■ **Text passage**
%%
Overview

Connections are for bi-directional communication with higher throughput than advertisements.
- Half-duplex (one person talks at a time)
- Typically $1 M sym / s$ or $1$ mega-symbol per second. Since BLE encodes $1$ bit/symbol, this is $1$ $M$ bit/s. PHY has more options after connection.
A peripheral is either advertising or in a connection.
A central is scanning and in one or more connections.
This is not actually true; devices can be in many roles simultaneously

While in a connection, both devices act like servers; either device can read/write fields available on the other device. connection timeline

Choosing a Data Channel for Communication

Why do you switch from advertising channel to data channel?
- For better reliability and to improve quality of service
How to pick a channel out of the 37 data channels?
- Randomize for reduced chance of collision
What if two pairs pick same channel?
%%
■ **Data extract**
%%
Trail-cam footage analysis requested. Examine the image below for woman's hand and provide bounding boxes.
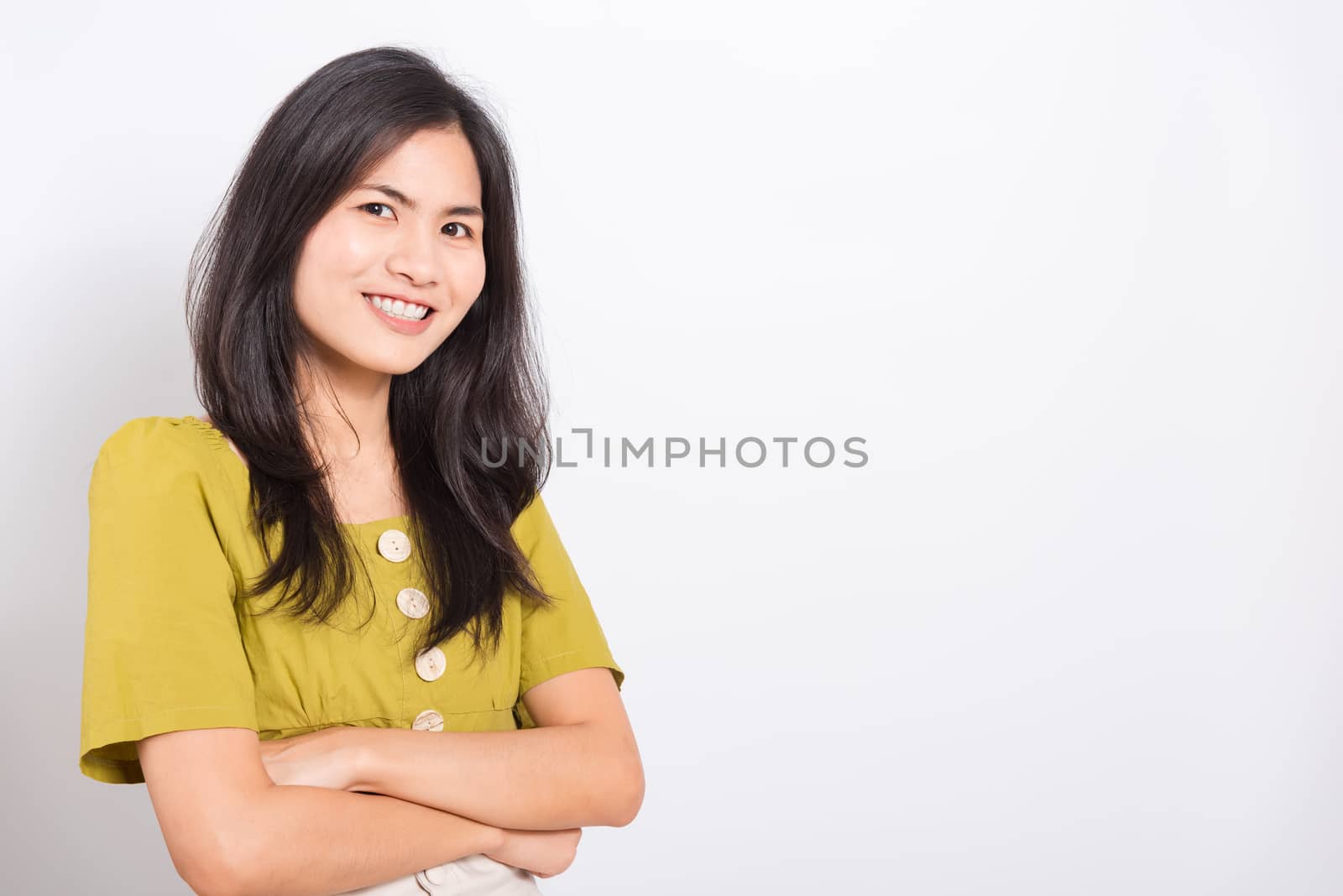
%%
■ **Exercise**
In the BLE connection text, condense the paragraph beginning "Connections are for bi-directional communication" into a short bulleted list that keeps its main facts.

■ **Result of the exercise**
- Connections provide two-way communication with higher throughput than advertisements.
- They are half-duplex: only one side transmits at a time.
- The typical rate is 1 mega-symbol per second. At 1 bit per symbol, that equals 1 Mbit/s. More PHY options become available after connecting.
- A peripheral is either advertising or in a connection. A central scans and is in one or more connections. In reality, devices can hold many roles simultaneously.